* TASK LIST *
- a) From the financial services page, quote the passage from "Dodd-Frank is also" up to and including "to obtain loans.".
- b) According to the financial services page, how many online or automatic transfers from savings to checking does Regulation D allow bank customers each month?

* QUOTED TEXT *
Financial Services
Economic prosperity and new jobs are created when small businesses have the freedom and flexibility to grow and innovate.
Too often, Washington bureaucrats stifle economic growth with excessive regulations.
As a Member of the House Financial Services Committee, I’m focused on regulatory relief. The 400 new rules and three unaccountable bureaucracies created by the Dodd-Frank financial reform legislation are hurting the economy by limiting the financial choices available to small businesses and ordinary American families.
One provision of Dodd-Frank makes it harder for small businesses to get the loans they need to grow and create jobs. As a result, I introduced the Right to Lend Act (H.R. 2323), which will repeal unnecessary regulations on small business loans.
Dodd-Frank is also crushing community banks and credit unions by imposing excessive compliance regulations on small, community-based financial institutions. As many community banks merge or fold, this limits your choices when applying for a mortgage or checking account and makes it harder for small businesses to obtain loans.
To force Washington bureaucrats to pay attention to how their rules impact small businesses and job creation, I introduced the Bureau of Consumer Financial Protection Small Business Advisory Board Act, which was approved by the Financial Services Committee in June. In addition to giving small business owners a seat at the table, the legislation makes permanent “advisory boards” advocating on behalf of credit unions and community banks.
“Regulation D” is an early-1980s rule limiting bank customers to only six online/automatic transfers from savings to checking accounts each month. In July, the Financial Services Committee unanimously approved my Regulation D Study Act (H.R. 3240), which directs the Government Accountability Office to provide recommendations on how to update Regulation D to accommodate the modern world of online banking and smartphone apps.

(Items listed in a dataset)
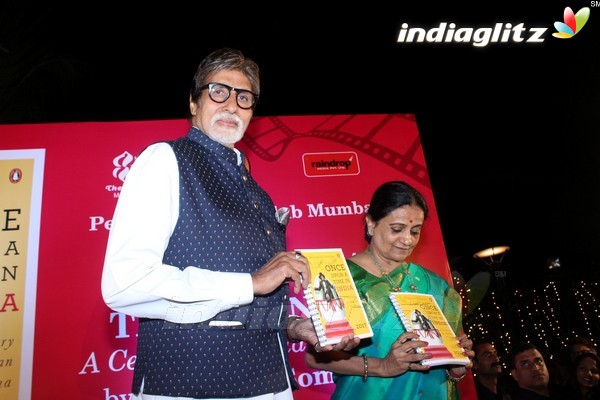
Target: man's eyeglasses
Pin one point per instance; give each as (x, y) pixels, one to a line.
(219, 93)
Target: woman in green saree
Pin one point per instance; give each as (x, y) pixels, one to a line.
(386, 366)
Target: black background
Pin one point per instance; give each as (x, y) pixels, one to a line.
(510, 130)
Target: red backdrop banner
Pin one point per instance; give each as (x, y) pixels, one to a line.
(324, 168)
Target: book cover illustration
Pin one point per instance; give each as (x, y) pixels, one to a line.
(333, 302)
(419, 312)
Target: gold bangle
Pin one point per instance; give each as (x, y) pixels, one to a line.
(452, 378)
(292, 319)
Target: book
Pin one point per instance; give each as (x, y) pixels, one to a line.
(333, 302)
(420, 313)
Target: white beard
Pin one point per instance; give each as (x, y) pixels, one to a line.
(226, 135)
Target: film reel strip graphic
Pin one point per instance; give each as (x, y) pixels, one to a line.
(271, 142)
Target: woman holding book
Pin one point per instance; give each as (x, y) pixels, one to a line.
(388, 365)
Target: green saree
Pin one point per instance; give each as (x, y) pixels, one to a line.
(430, 385)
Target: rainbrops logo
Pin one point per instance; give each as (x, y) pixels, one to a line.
(328, 164)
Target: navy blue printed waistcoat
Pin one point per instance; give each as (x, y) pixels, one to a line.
(226, 223)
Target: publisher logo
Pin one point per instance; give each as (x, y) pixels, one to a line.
(15, 175)
(573, 23)
(330, 164)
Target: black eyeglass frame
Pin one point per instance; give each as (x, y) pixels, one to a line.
(238, 92)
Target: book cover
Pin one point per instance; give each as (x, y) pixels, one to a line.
(419, 312)
(333, 302)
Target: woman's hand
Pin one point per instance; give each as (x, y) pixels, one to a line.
(304, 330)
(403, 356)
(466, 344)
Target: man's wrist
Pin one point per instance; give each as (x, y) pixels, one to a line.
(292, 320)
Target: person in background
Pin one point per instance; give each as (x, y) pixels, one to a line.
(562, 366)
(580, 345)
(585, 377)
(196, 251)
(487, 371)
(528, 369)
(387, 366)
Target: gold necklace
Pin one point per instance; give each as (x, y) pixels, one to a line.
(385, 274)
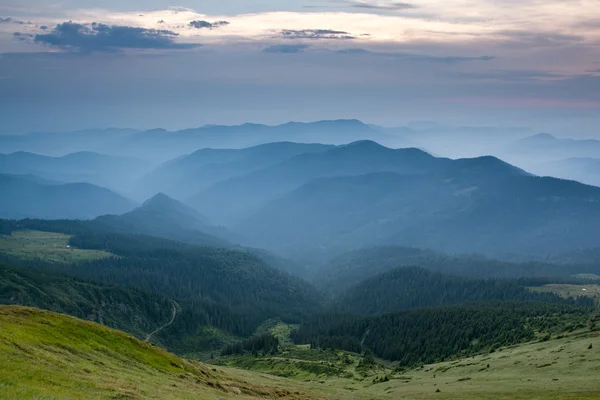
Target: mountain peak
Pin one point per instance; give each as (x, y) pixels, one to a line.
(160, 199)
(541, 136)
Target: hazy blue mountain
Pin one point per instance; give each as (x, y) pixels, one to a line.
(161, 145)
(28, 196)
(230, 200)
(109, 141)
(165, 217)
(408, 288)
(581, 169)
(116, 173)
(458, 141)
(544, 147)
(187, 175)
(472, 205)
(351, 268)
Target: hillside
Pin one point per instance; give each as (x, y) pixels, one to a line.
(27, 196)
(485, 207)
(165, 217)
(188, 175)
(581, 169)
(226, 290)
(126, 310)
(231, 200)
(80, 359)
(545, 147)
(350, 268)
(412, 287)
(116, 173)
(162, 145)
(98, 362)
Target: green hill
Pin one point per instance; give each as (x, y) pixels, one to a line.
(44, 355)
(134, 312)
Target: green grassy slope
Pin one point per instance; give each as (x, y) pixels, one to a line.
(46, 246)
(44, 355)
(128, 310)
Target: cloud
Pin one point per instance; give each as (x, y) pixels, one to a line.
(286, 48)
(97, 37)
(417, 57)
(512, 75)
(315, 34)
(380, 5)
(208, 25)
(23, 37)
(540, 39)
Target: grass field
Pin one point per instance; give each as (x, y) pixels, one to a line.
(46, 246)
(50, 356)
(44, 355)
(589, 290)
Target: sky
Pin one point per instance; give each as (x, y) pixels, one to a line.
(77, 64)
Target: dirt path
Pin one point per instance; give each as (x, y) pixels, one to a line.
(164, 326)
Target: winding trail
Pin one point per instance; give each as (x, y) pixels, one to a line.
(164, 326)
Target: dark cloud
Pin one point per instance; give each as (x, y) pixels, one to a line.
(286, 48)
(104, 38)
(315, 34)
(417, 57)
(208, 25)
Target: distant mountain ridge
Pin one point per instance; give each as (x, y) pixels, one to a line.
(163, 145)
(165, 217)
(188, 175)
(28, 196)
(115, 173)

* WRITTEN ANSWERS *
- a)
Dodd-Frank is also crushing community banks and credit unions by imposing excessive compliance regulations on small, community-based financial institutions. As many community banks merge or fold, this limits your choices when applying for a mortgage or checking account and makes it harder for small businesses to obtain loans.

- b) Six.